» **Assignment**
The answer must be only the lines below from the one holding "Where can the overcast" down to the one holding "Where can the brick", ends included, printed exactly; please omit all pictures.

» **Input records**
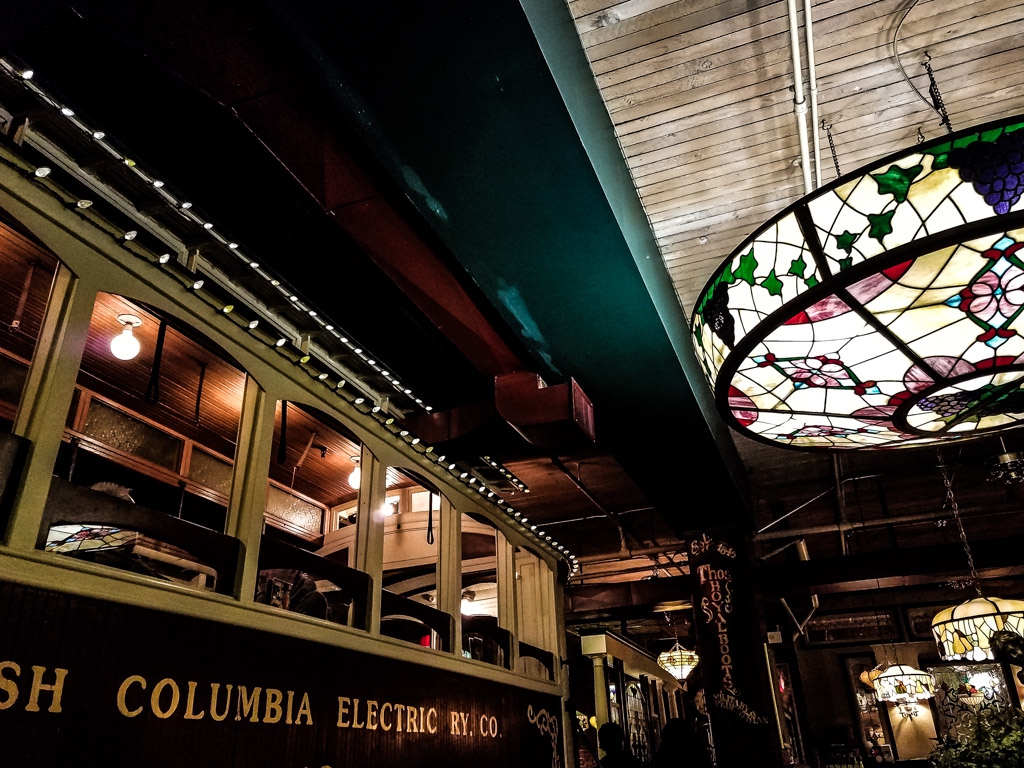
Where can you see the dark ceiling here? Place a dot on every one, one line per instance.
(415, 172)
(443, 181)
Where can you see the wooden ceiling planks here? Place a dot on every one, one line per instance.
(700, 95)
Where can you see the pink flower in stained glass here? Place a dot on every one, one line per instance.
(819, 372)
(742, 407)
(993, 293)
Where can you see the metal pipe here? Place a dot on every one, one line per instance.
(799, 102)
(812, 84)
(864, 524)
(624, 548)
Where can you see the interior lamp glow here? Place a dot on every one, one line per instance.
(678, 662)
(125, 346)
(885, 308)
(903, 683)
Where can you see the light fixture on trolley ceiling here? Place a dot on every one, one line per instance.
(885, 308)
(1009, 465)
(355, 474)
(966, 631)
(125, 346)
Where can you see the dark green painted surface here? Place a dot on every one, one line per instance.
(515, 169)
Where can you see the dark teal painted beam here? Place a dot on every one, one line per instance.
(524, 189)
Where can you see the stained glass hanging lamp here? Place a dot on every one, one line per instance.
(885, 308)
(678, 662)
(965, 631)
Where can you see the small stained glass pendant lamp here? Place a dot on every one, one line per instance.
(965, 631)
(883, 309)
(678, 662)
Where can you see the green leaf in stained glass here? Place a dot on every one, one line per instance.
(882, 224)
(727, 276)
(846, 241)
(748, 264)
(896, 180)
(990, 135)
(772, 284)
(940, 156)
(797, 266)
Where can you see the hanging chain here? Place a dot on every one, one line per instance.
(960, 523)
(933, 91)
(832, 145)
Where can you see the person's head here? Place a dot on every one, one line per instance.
(610, 737)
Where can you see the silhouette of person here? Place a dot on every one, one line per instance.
(612, 740)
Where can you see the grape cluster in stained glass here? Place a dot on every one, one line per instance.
(885, 309)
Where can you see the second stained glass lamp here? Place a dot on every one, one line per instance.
(883, 309)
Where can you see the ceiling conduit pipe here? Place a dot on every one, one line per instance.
(624, 547)
(799, 101)
(812, 86)
(803, 554)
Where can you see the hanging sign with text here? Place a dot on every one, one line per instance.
(88, 682)
(730, 654)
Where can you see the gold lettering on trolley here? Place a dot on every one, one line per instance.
(385, 716)
(259, 705)
(10, 690)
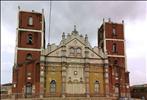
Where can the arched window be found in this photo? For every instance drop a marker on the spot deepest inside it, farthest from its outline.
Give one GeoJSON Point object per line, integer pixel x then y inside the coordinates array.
{"type": "Point", "coordinates": [30, 39]}
{"type": "Point", "coordinates": [30, 21]}
{"type": "Point", "coordinates": [29, 56]}
{"type": "Point", "coordinates": [53, 86]}
{"type": "Point", "coordinates": [96, 86]}
{"type": "Point", "coordinates": [28, 89]}
{"type": "Point", "coordinates": [114, 48]}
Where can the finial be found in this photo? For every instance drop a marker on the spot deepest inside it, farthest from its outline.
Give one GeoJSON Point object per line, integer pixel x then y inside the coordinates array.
{"type": "Point", "coordinates": [103, 19]}
{"type": "Point", "coordinates": [74, 27]}
{"type": "Point", "coordinates": [63, 35]}
{"type": "Point", "coordinates": [123, 21]}
{"type": "Point", "coordinates": [42, 10]}
{"type": "Point", "coordinates": [18, 7]}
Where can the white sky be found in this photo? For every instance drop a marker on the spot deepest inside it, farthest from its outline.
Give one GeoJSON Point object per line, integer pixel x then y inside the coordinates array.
{"type": "Point", "coordinates": [88, 18]}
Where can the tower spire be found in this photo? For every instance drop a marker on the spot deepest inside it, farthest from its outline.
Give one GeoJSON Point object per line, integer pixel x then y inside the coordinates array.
{"type": "Point", "coordinates": [75, 28]}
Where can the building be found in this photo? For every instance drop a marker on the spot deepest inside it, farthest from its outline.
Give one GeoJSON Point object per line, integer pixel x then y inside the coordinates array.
{"type": "Point", "coordinates": [73, 68]}
{"type": "Point", "coordinates": [139, 91]}
{"type": "Point", "coordinates": [6, 90]}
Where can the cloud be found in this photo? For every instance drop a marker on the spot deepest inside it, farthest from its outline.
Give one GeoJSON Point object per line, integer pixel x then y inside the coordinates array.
{"type": "Point", "coordinates": [88, 18]}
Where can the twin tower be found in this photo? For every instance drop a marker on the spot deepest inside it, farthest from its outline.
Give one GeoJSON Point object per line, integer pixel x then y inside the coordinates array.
{"type": "Point", "coordinates": [31, 41]}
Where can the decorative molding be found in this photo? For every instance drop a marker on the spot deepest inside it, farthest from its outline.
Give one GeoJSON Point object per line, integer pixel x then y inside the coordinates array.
{"type": "Point", "coordinates": [29, 49]}
{"type": "Point", "coordinates": [30, 30]}
{"type": "Point", "coordinates": [114, 39]}
{"type": "Point", "coordinates": [116, 56]}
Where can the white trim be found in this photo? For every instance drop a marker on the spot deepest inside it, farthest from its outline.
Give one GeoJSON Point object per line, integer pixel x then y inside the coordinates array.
{"type": "Point", "coordinates": [114, 39]}
{"type": "Point", "coordinates": [33, 11]}
{"type": "Point", "coordinates": [31, 30]}
{"type": "Point", "coordinates": [42, 35]}
{"type": "Point", "coordinates": [125, 51]}
{"type": "Point", "coordinates": [116, 56]}
{"type": "Point", "coordinates": [29, 49]}
{"type": "Point", "coordinates": [105, 49]}
{"type": "Point", "coordinates": [15, 57]}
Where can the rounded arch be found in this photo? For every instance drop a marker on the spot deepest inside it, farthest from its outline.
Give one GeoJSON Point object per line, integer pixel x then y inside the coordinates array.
{"type": "Point", "coordinates": [29, 56]}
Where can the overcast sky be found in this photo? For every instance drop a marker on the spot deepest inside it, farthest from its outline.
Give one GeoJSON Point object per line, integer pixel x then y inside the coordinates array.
{"type": "Point", "coordinates": [88, 17]}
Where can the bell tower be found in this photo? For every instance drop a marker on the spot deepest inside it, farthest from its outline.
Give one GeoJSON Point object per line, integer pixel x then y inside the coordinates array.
{"type": "Point", "coordinates": [111, 41]}
{"type": "Point", "coordinates": [30, 40]}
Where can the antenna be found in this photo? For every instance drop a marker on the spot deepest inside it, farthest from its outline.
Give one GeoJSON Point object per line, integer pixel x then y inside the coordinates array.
{"type": "Point", "coordinates": [50, 22]}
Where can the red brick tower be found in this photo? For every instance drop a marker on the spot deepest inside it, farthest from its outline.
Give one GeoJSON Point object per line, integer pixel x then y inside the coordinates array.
{"type": "Point", "coordinates": [29, 43]}
{"type": "Point", "coordinates": [111, 40]}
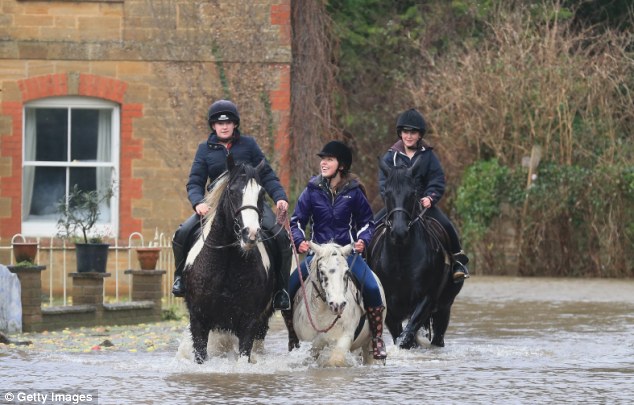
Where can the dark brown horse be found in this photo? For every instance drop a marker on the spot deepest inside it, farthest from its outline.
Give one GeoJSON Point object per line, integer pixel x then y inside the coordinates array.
{"type": "Point", "coordinates": [227, 276]}
{"type": "Point", "coordinates": [408, 256]}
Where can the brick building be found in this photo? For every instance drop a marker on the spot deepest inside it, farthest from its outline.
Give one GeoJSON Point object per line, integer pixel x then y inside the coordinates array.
{"type": "Point", "coordinates": [94, 92]}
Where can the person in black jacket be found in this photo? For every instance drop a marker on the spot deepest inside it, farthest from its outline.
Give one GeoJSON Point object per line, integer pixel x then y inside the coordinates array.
{"type": "Point", "coordinates": [430, 179]}
{"type": "Point", "coordinates": [209, 163]}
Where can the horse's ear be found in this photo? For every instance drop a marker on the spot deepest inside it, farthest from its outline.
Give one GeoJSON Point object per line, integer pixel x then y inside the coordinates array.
{"type": "Point", "coordinates": [315, 247]}
{"type": "Point", "coordinates": [230, 162]}
{"type": "Point", "coordinates": [384, 167]}
{"type": "Point", "coordinates": [346, 250]}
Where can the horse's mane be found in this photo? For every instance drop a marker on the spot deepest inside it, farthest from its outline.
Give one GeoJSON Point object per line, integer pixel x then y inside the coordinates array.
{"type": "Point", "coordinates": [212, 199]}
{"type": "Point", "coordinates": [327, 249]}
{"type": "Point", "coordinates": [214, 196]}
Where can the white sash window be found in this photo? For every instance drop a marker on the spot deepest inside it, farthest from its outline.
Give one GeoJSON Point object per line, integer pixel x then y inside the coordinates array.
{"type": "Point", "coordinates": [68, 141]}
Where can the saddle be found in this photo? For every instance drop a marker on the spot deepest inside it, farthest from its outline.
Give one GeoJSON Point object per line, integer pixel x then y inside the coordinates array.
{"type": "Point", "coordinates": [434, 232]}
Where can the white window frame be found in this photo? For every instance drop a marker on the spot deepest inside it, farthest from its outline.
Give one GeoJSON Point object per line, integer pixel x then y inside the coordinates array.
{"type": "Point", "coordinates": [49, 228]}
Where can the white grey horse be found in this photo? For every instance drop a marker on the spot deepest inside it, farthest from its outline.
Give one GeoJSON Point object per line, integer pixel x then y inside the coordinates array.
{"type": "Point", "coordinates": [331, 294]}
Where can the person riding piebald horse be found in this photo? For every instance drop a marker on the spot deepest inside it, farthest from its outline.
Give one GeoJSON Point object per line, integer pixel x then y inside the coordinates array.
{"type": "Point", "coordinates": [430, 179]}
{"type": "Point", "coordinates": [209, 163]}
{"type": "Point", "coordinates": [336, 206]}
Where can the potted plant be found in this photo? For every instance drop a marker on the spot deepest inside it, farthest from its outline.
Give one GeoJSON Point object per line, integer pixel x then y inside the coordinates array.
{"type": "Point", "coordinates": [25, 251]}
{"type": "Point", "coordinates": [79, 213]}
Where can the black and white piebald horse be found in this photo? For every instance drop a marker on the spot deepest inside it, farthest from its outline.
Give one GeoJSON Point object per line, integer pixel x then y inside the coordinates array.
{"type": "Point", "coordinates": [228, 274]}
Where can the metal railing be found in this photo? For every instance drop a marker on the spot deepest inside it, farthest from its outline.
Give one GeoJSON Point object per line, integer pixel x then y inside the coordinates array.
{"type": "Point", "coordinates": [54, 253]}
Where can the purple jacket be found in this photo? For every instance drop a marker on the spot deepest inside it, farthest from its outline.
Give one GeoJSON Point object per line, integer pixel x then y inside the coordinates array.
{"type": "Point", "coordinates": [343, 218]}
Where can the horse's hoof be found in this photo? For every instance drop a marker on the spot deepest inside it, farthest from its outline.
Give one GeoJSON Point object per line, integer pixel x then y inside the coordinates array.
{"type": "Point", "coordinates": [440, 342]}
{"type": "Point", "coordinates": [293, 344]}
{"type": "Point", "coordinates": [407, 341]}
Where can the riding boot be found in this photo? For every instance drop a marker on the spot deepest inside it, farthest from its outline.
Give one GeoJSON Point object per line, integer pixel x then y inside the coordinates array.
{"type": "Point", "coordinates": [459, 267]}
{"type": "Point", "coordinates": [375, 320]}
{"type": "Point", "coordinates": [293, 340]}
{"type": "Point", "coordinates": [178, 289]}
{"type": "Point", "coordinates": [281, 299]}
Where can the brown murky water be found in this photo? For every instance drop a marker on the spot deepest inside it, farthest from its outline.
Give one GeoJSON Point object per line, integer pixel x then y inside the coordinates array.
{"type": "Point", "coordinates": [510, 341]}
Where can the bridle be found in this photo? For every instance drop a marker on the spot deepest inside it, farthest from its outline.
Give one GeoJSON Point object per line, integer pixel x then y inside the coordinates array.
{"type": "Point", "coordinates": [319, 287]}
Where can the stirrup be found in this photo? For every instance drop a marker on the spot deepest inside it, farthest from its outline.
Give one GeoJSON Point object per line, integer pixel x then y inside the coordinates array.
{"type": "Point", "coordinates": [178, 289]}
{"type": "Point", "coordinates": [459, 272]}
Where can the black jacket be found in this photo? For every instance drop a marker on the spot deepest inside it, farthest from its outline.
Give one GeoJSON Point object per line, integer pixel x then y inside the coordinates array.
{"type": "Point", "coordinates": [430, 178]}
{"type": "Point", "coordinates": [211, 161]}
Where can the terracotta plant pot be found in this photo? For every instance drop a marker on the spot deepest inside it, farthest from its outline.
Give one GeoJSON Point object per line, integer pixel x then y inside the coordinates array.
{"type": "Point", "coordinates": [24, 251]}
{"type": "Point", "coordinates": [148, 257]}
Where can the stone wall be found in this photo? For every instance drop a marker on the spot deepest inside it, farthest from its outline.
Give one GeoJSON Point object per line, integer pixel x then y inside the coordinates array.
{"type": "Point", "coordinates": [88, 308]}
{"type": "Point", "coordinates": [164, 62]}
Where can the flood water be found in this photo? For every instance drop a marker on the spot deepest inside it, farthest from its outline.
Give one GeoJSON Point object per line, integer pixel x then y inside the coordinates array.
{"type": "Point", "coordinates": [511, 340]}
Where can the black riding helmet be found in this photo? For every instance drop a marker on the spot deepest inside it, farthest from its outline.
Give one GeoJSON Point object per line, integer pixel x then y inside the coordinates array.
{"type": "Point", "coordinates": [223, 110]}
{"type": "Point", "coordinates": [411, 119]}
{"type": "Point", "coordinates": [340, 151]}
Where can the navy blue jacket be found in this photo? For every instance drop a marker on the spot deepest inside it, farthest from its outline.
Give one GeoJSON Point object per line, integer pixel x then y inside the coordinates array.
{"type": "Point", "coordinates": [211, 161]}
{"type": "Point", "coordinates": [430, 178]}
{"type": "Point", "coordinates": [343, 218]}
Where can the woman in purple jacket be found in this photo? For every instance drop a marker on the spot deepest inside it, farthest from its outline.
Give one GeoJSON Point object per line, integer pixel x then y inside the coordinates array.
{"type": "Point", "coordinates": [335, 205]}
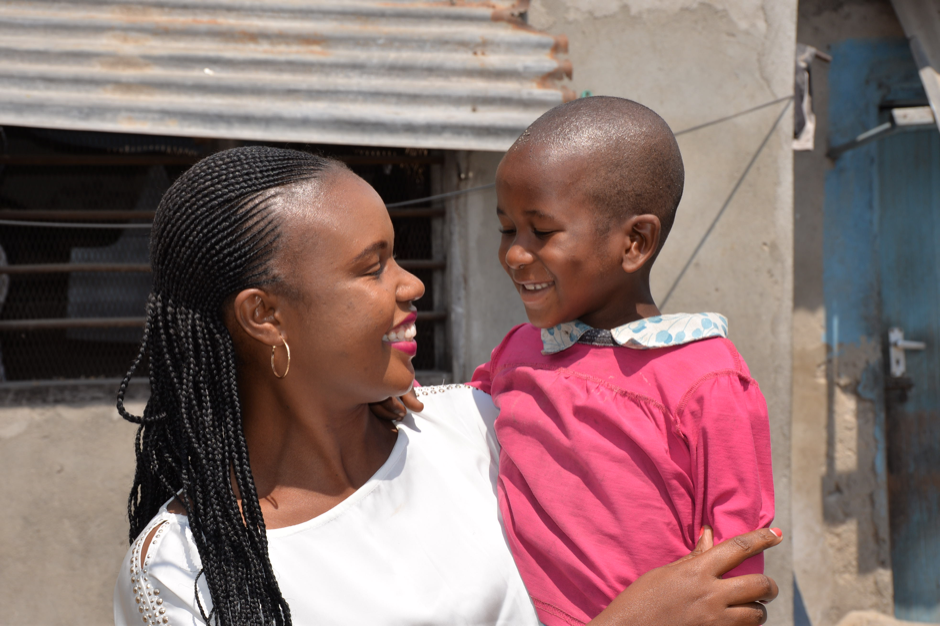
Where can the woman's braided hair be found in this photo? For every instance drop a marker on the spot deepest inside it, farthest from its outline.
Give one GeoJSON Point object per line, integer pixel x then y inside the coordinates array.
{"type": "Point", "coordinates": [214, 235]}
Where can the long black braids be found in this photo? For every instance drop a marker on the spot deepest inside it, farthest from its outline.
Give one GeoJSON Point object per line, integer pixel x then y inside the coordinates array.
{"type": "Point", "coordinates": [213, 236]}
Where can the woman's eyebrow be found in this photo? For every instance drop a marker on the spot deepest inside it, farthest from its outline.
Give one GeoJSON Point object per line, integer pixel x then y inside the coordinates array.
{"type": "Point", "coordinates": [375, 248]}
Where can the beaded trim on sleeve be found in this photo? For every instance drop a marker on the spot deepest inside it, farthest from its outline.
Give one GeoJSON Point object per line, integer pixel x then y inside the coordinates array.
{"type": "Point", "coordinates": [427, 391]}
{"type": "Point", "coordinates": [147, 597]}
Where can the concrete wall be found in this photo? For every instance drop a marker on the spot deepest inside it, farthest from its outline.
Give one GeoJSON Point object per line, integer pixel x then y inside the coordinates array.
{"type": "Point", "coordinates": [67, 470]}
{"type": "Point", "coordinates": [694, 61]}
{"type": "Point", "coordinates": [839, 519]}
{"type": "Point", "coordinates": [484, 303]}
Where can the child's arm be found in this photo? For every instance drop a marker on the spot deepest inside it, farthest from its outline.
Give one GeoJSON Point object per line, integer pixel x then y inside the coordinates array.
{"type": "Point", "coordinates": [724, 418]}
{"type": "Point", "coordinates": [690, 591]}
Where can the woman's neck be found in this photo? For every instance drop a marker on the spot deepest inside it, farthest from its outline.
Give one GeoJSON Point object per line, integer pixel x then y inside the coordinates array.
{"type": "Point", "coordinates": [308, 455]}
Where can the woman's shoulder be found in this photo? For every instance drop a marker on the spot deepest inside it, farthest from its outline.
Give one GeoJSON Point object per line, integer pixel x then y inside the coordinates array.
{"type": "Point", "coordinates": [159, 575]}
{"type": "Point", "coordinates": [459, 408]}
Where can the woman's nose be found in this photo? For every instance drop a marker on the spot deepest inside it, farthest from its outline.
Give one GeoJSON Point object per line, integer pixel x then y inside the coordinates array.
{"type": "Point", "coordinates": [517, 256]}
{"type": "Point", "coordinates": [410, 288]}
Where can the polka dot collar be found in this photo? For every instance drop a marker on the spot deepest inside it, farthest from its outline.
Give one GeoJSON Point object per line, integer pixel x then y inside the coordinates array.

» **Response box**
Where can the overcast sky be found in this photo? For every instance drop a marker on the spot deepest inside it, farthest from its outline.
Give one GeoJSON Point object per line, integer pixel x then y inside the coordinates array.
{"type": "Point", "coordinates": [88, 17]}
Where can the bell tower be found in this photo? For every instance drop a marker on the spot deepest inside it, farthest from its outline.
Give one GeoJSON Point object per line, integer pixel x then y inside the coordinates array.
{"type": "Point", "coordinates": [111, 41]}
{"type": "Point", "coordinates": [30, 40]}
Where can the antenna be found in this photo? For every instance drop a marker on the spot deepest inside it, farthest from its outline.
Give one GeoJSON Point object per line, integer pixel x then y inside the coordinates array.
{"type": "Point", "coordinates": [50, 22]}
Where can the red brick tower be found in this photo? For every instance drop a marker on the spot deepest inside it, farthest from its outline.
Give one GeoJSON Point object per line, integer pixel x then y inside the coordinates array.
{"type": "Point", "coordinates": [29, 43]}
{"type": "Point", "coordinates": [111, 40]}
Where can the dark brown horse be found in this photo? For every instance drop a marker on the spot deepest inside it, farthest from its outline.
Give one GeoJSON Point object per line, integer pixel x then y inside the coordinates array.
{"type": "Point", "coordinates": [227, 276]}
{"type": "Point", "coordinates": [408, 256]}
Where can the brick building be found in this photo? For every instance drop a marker on the spot deepest inside it, farthest from its outline.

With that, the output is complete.